- Selection -
>> Begin

Terry’s All Gold
by Nick Foulkes26 March 2010 - this article originally appeared in Finch’s Quarterly Review Issue 7
Despite recognition as a master of his art and mixing with the glitterati, the celebrated photographer Terry O’Neill is that rare thing: a legend with absolutely no side. Nick Foulkes talks to him about his career to date
The past, as dear old LP Hartley has been telling us for quite some time now, is a foreign country and, as countries go, it was not terribly well served by airports. Not so long ago, when people said “London Airport” they didn’t mean some far-flung spot halfway up the M1 or out near Cambridge, they meant Heathrow. And there wasn’t any confusion about terminals either – there was only one.
It probably wasn’t the most convenient of arrangements but, back in 1959, it suited the 21-year-old man with camera. The snappily dressed youngster was a trainee in the technical photographic department of BOAC (while the past only had one airport, it had two national carriers – the other was BEA). He didn’t really want to be a photographer. In fact, he was a rather accomplished jazz drummer and he had taken any job that was going at BOAC in the hope that he would be promoted to the cabin staff on one of the transatlantic Stratocruisers and be able to travel to New York regularly enough to play in the clubs there. But here he was, stuck at London Airport, taking photographs as part of his training. And then he saw it, or, rather, him: an immaculately dressed older man fast asleep surrounded by a crowd of African chieftains.
As soon as he had taken the picture, a newspaper reporter asked if he could buy the image: the sleeping man was Rab Butler, Home Secretary in the Harold Macmillan administration. And the jazz drummer with the camera? Terry O’Neill, whose life had just changed.
Terry O’Neill is a legend, which is a term we bandy about rather a lot at Finch Towers, but Terry has done it all – or, at least, most of it. He has married at least one beautiful Hollywood star, having photographed her the morning after she won an Academy Award. He has hung out with The Rat Pack. He photographed Bardot when she was beautiful, The Beatles before they had released Please Please Me, and snapped The Stones in moody colour when they were probably still too young to shave. He more or less invented the Swinging Sixties. All right, all right, he was one of the inventors of the Swinging Sixties, along with Burton, Taylor, Jean Shrimpton, Twiggy, Mary Quant and the miniskirt… all of them captured by his 35mm Canon.
But the most endearing thing about Terry is the lightness with which he wears it all: a trim, compact septuagenarian with all his own hair, it is still possible to see the young jazz drummer manqué who just happened to find himself with his camera in the right place at the right time – time after time. The England in which he had grown up, the England of Macmillan and Rab Butler, was a place where, as he puts it, “All the well-brought up people were in charge of everything, and all the Cockneys and Liverpudlians, we were the workers. And then, suddenly, we got a chance to have a say in a creative way, and that was the great thing about the Sixties.”

>> End

- Given exercise -
Print the Terry O'Neill profile from "Terry’s All Gold" up to and including "was only one.". Rely only on the Terry O'Neill profile above.

Labeled shape records

>> Begin

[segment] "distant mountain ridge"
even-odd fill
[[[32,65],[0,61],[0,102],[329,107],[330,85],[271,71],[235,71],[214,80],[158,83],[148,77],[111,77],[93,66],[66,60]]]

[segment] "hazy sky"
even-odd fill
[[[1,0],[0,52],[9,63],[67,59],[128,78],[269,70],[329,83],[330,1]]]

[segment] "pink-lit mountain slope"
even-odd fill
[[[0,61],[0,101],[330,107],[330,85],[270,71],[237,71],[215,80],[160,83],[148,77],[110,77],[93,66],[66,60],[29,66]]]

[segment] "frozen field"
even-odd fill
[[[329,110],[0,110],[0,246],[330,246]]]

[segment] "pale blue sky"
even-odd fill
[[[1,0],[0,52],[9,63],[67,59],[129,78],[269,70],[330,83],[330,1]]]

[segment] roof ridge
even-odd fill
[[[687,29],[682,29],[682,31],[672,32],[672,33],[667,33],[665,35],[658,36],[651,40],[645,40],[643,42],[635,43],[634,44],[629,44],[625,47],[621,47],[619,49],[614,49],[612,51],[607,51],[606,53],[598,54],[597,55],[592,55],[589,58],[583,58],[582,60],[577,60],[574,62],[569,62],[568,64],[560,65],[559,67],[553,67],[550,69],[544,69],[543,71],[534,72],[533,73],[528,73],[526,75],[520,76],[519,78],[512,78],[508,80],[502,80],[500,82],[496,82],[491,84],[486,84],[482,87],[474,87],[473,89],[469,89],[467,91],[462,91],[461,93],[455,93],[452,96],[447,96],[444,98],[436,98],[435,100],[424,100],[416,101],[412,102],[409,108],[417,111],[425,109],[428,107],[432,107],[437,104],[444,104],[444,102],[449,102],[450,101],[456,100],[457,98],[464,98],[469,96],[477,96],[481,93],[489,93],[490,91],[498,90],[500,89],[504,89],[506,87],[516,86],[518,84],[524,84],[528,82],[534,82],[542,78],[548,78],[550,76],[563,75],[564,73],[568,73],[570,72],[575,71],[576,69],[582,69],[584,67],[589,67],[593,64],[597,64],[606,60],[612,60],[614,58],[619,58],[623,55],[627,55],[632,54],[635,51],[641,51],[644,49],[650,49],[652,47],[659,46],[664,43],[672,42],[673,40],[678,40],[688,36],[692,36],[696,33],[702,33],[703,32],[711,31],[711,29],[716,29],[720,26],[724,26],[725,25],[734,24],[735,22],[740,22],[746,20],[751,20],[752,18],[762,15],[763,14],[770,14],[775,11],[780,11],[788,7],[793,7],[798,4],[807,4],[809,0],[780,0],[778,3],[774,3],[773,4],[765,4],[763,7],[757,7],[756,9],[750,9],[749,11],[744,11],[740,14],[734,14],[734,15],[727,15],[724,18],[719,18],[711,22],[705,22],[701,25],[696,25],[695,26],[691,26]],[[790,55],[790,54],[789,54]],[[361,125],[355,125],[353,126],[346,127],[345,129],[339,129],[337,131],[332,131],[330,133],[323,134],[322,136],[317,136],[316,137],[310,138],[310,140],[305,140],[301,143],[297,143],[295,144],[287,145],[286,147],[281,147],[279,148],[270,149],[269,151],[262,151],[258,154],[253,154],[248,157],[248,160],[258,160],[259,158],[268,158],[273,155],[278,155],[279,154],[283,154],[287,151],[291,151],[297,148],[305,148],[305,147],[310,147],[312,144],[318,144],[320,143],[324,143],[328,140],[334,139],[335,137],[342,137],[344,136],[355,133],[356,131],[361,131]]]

>> End
>> Begin

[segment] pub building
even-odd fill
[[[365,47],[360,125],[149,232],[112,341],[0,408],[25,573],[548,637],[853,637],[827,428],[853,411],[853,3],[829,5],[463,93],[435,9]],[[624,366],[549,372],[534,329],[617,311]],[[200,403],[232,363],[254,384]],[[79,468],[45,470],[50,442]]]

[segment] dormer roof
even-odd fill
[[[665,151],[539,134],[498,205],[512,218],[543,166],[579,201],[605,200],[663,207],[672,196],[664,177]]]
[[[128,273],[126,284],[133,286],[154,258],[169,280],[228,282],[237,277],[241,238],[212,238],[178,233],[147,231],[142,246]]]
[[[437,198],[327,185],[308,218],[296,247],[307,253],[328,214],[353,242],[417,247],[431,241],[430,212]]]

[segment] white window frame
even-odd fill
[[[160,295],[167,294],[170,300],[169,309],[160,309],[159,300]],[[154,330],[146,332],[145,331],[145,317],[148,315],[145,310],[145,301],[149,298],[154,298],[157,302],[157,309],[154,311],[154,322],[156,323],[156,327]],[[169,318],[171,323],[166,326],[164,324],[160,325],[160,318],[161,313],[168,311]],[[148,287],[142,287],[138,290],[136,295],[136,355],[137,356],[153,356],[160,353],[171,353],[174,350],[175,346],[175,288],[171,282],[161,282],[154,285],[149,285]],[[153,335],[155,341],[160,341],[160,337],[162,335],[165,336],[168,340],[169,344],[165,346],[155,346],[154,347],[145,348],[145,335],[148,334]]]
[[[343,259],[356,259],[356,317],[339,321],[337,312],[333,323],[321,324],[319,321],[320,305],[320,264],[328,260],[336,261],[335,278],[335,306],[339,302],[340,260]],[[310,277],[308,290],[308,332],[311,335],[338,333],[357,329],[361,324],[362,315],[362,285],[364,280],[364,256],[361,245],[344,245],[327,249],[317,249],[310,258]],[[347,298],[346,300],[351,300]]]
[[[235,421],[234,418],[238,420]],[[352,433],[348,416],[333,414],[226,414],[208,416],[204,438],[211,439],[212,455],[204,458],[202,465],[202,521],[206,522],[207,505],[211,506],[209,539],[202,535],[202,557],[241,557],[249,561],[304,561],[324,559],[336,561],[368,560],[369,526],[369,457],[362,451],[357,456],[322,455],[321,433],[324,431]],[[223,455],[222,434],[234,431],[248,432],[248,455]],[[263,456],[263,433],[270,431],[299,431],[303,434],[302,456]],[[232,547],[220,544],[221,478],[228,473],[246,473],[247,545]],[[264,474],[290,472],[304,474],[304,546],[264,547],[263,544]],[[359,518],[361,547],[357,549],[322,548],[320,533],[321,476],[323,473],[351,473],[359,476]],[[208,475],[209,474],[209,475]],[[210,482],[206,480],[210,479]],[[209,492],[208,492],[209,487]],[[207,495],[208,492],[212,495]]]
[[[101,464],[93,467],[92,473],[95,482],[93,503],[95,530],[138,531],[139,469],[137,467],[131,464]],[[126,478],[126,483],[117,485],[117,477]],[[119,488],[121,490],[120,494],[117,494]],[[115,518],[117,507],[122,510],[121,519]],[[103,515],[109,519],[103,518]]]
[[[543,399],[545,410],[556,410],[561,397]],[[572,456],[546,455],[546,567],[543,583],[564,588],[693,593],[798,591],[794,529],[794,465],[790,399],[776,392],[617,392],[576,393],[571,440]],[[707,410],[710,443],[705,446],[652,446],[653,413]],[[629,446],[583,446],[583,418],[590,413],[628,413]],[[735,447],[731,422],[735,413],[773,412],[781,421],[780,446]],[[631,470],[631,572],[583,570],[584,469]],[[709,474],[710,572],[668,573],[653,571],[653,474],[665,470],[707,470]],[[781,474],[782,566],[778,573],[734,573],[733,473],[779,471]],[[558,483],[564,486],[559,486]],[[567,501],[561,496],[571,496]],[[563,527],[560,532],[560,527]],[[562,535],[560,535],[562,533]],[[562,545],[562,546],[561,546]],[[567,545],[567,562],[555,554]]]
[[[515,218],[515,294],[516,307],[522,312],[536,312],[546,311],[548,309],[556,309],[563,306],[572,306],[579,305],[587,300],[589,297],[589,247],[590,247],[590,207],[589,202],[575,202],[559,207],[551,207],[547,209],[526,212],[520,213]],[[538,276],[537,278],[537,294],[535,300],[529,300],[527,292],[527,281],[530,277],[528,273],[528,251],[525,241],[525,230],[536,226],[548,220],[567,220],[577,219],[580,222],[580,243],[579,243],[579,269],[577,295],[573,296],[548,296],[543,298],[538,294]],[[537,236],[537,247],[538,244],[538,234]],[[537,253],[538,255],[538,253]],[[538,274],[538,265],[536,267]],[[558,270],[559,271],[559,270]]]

>> End

- Solution -
Terry’s All Gold
by Nick Foulkes26 March 2010 - this article originally appeared in Finch’s Quarterly Review Issue 7
Despite recognition as a master of his art and mixing with the glitterati, the celebrated photographer Terry O’Neill is that rare thing: a legend with absolutely no side. Nick Foulkes talks to him about his career to date
The past, as dear old LP Hartley has been telling us for quite some time now, is a foreign country and, as countries go, it was not terribly well served by airports. Not so long ago, when people said “London Airport” they didn’t mean some far-flung spot halfway up the M1 or out near Cambridge, they meant Heathrow. And there wasn’t any confusion about terminals either – there was only one.